**REQUIRED ACTION**: From the entries below, reproduce exactly the line containing "# point at: slender", the line containing "# point at: grass", and every line in between, with nothing added.
---------- MATERIAL SUPPLIED
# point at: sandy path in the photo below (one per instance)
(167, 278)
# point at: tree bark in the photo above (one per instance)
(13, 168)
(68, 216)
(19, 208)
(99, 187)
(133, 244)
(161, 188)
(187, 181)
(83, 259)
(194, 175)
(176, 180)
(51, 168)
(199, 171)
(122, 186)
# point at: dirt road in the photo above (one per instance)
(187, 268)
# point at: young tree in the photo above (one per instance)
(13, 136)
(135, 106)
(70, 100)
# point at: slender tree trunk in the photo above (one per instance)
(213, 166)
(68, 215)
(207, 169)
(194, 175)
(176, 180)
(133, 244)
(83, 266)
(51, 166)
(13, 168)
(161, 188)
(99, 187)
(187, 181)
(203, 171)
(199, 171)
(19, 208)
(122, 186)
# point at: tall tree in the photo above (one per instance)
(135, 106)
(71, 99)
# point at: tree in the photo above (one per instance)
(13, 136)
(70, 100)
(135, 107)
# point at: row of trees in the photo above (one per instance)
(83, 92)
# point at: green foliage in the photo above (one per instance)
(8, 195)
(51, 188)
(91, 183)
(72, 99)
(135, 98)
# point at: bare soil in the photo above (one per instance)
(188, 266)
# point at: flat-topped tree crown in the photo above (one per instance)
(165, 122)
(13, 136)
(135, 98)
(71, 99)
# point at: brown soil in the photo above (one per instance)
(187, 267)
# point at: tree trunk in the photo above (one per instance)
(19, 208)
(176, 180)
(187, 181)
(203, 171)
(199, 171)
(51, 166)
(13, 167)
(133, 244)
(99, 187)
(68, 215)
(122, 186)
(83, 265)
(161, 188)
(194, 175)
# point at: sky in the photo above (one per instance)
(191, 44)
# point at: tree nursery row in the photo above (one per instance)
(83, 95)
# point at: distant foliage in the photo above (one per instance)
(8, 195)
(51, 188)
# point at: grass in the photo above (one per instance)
--------------------
---------- MATERIAL SUPPLIED
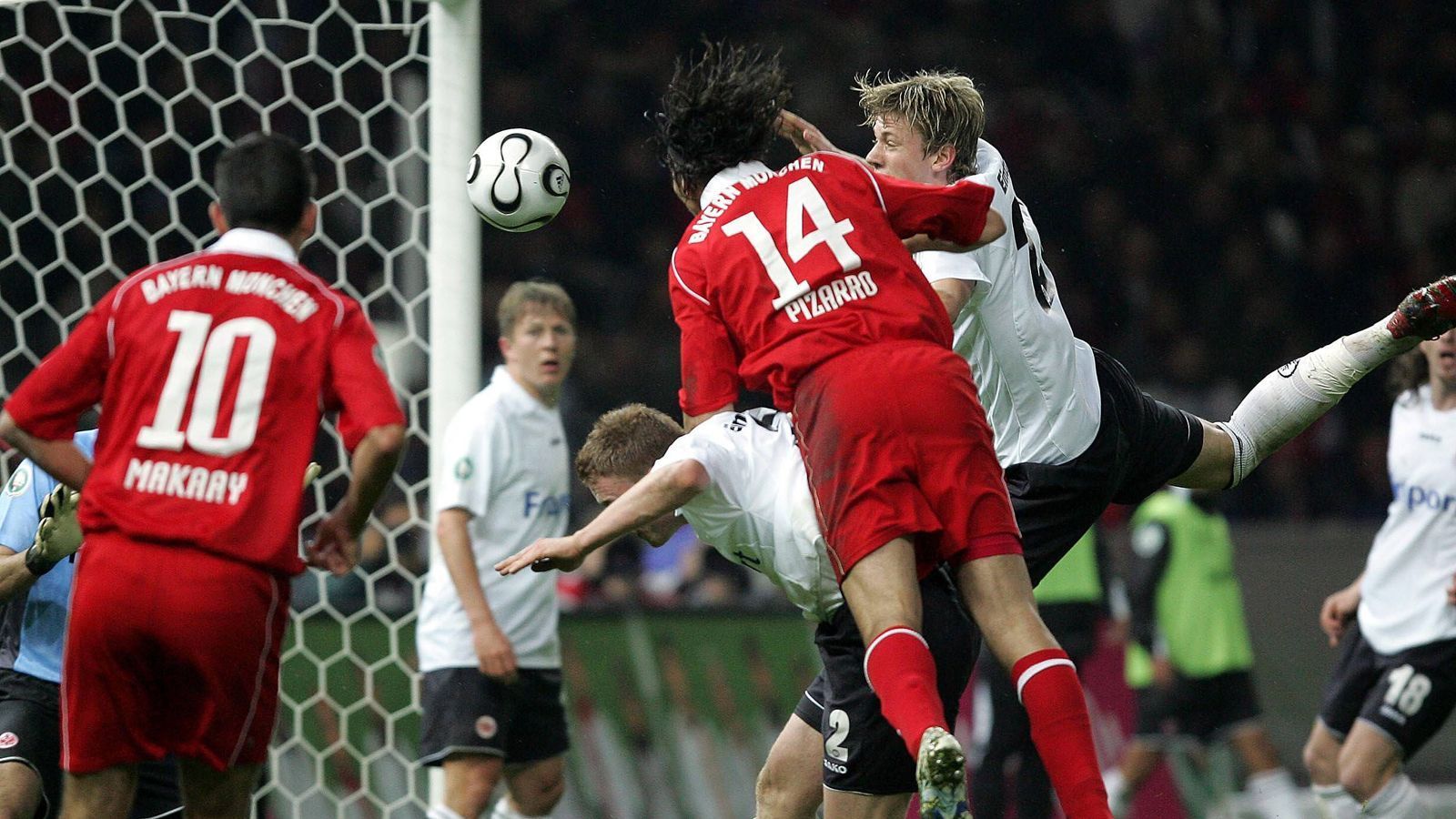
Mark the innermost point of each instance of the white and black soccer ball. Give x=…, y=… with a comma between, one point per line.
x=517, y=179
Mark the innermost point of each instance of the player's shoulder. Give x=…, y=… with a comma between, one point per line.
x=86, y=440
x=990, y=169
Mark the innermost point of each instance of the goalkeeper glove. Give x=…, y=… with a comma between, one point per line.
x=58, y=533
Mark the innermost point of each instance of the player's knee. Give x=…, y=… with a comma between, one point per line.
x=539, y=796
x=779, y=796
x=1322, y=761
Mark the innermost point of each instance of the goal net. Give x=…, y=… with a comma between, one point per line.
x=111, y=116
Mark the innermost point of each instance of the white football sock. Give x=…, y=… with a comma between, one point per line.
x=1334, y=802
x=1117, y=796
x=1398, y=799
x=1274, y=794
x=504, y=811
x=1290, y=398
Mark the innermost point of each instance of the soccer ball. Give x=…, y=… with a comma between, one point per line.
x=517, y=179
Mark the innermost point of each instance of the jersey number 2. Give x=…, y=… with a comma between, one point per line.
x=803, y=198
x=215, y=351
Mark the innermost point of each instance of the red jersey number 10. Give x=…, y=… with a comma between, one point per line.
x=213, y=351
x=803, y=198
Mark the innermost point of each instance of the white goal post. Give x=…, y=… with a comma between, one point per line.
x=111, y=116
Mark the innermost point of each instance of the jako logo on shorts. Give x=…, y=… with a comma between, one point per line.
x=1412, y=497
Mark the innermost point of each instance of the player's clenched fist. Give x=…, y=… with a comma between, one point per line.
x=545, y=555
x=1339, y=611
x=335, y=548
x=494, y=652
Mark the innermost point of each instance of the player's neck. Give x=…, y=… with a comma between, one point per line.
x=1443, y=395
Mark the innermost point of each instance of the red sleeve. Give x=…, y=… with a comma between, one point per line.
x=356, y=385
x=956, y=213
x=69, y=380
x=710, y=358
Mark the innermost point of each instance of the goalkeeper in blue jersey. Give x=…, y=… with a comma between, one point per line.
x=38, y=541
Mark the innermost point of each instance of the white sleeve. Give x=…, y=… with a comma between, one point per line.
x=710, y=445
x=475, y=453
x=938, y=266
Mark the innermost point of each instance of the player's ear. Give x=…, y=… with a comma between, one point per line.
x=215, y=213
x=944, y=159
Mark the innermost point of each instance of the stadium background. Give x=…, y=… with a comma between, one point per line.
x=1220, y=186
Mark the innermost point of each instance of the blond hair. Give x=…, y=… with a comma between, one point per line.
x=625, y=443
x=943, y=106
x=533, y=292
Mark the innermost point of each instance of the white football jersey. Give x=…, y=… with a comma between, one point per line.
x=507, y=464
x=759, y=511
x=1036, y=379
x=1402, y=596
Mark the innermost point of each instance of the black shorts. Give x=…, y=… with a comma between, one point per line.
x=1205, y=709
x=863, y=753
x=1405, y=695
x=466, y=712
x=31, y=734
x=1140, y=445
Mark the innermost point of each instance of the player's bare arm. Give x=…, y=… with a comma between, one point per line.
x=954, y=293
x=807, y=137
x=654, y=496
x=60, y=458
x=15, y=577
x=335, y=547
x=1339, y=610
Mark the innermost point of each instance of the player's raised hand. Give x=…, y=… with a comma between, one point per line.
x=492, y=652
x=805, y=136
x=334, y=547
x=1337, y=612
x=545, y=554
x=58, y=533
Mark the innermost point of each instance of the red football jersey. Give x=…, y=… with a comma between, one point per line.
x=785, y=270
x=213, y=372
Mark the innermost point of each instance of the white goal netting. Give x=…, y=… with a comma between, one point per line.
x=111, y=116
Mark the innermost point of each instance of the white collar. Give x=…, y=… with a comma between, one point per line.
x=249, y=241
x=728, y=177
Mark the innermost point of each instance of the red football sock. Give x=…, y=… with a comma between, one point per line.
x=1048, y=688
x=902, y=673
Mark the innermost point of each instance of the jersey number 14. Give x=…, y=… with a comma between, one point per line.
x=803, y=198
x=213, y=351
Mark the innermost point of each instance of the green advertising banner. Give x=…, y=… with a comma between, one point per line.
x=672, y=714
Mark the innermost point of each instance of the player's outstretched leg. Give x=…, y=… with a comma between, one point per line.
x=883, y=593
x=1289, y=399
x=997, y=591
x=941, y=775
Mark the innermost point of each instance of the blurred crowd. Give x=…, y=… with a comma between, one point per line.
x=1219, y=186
--------------------
---------- MATERIAL SUPPLIED
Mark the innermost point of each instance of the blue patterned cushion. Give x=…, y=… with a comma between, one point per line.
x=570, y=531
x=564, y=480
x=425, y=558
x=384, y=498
--------------------
**REPLY TO THE EXERCISE**:
# point at: slender tree trunk in the photo above (one per instance)
(213, 166)
(68, 215)
(207, 169)
(194, 175)
(176, 180)
(133, 244)
(83, 266)
(51, 166)
(13, 168)
(161, 188)
(99, 187)
(187, 181)
(203, 171)
(199, 171)
(19, 208)
(122, 186)
# point at: tall tree in the photo above (one per instance)
(135, 106)
(71, 99)
# point at: tree in the photo above (one per instance)
(13, 136)
(70, 100)
(135, 107)
# point at: row of trees in the photo above (one per instance)
(83, 92)
# point at: green foliage in the photo above (one per instance)
(8, 195)
(51, 188)
(91, 183)
(72, 99)
(135, 98)
# point at: bare soil in the photo above (one per instance)
(188, 266)
# point at: flat-topped tree crown in the photo above (one per instance)
(165, 122)
(13, 136)
(135, 98)
(71, 99)
# point at: brown soil in the photo above (one per instance)
(187, 267)
# point at: tree trunk in the photo above (one per instance)
(19, 208)
(176, 180)
(187, 181)
(203, 171)
(199, 171)
(51, 166)
(13, 167)
(133, 244)
(99, 187)
(68, 215)
(122, 186)
(83, 265)
(161, 188)
(194, 175)
# point at: sky in the photo above (one per instance)
(191, 44)
# point at: tree nursery row in the photo above (one per instance)
(83, 95)
# point at: distant foliage in the photo above (one per instance)
(8, 195)
(51, 188)
# point at: grass in the photo above (one per instance)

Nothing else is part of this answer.